Render every line of the entries below as a JSON list of strings, with one string per line and blank lines omitted.

-- begin ENTRIES SHOWN --

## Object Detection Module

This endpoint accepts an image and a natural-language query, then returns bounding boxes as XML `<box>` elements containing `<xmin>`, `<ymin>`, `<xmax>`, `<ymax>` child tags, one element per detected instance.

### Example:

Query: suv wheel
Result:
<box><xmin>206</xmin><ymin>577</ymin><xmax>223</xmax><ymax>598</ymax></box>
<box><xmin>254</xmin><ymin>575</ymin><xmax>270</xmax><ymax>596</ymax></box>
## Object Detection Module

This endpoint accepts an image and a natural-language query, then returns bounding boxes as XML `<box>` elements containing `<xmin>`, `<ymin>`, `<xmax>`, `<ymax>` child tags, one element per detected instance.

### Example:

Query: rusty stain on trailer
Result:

-- end ENTRIES SHOWN --

§ **ANSWER BELOW**:
[
  "## Object Detection Module",
  "This endpoint accepts an image and a natural-language query, then returns bounding boxes as XML `<box>` elements containing `<xmin>`, `<ymin>`, `<xmax>`, `<ymax>` child tags, one element per detected instance.",
  "### Example:",
  "Query: suv wheel",
  "Result:",
  "<box><xmin>206</xmin><ymin>577</ymin><xmax>223</xmax><ymax>598</ymax></box>",
  "<box><xmin>254</xmin><ymin>575</ymin><xmax>270</xmax><ymax>596</ymax></box>",
  "## Object Detection Module",
  "This endpoint accepts an image and a natural-language query, then returns bounding boxes as XML `<box>` elements containing `<xmin>`, `<ymin>`, `<xmax>`, `<ymax>` child tags, one element per detected instance.",
  "### Example:",
  "Query: rusty stain on trailer",
  "Result:"
]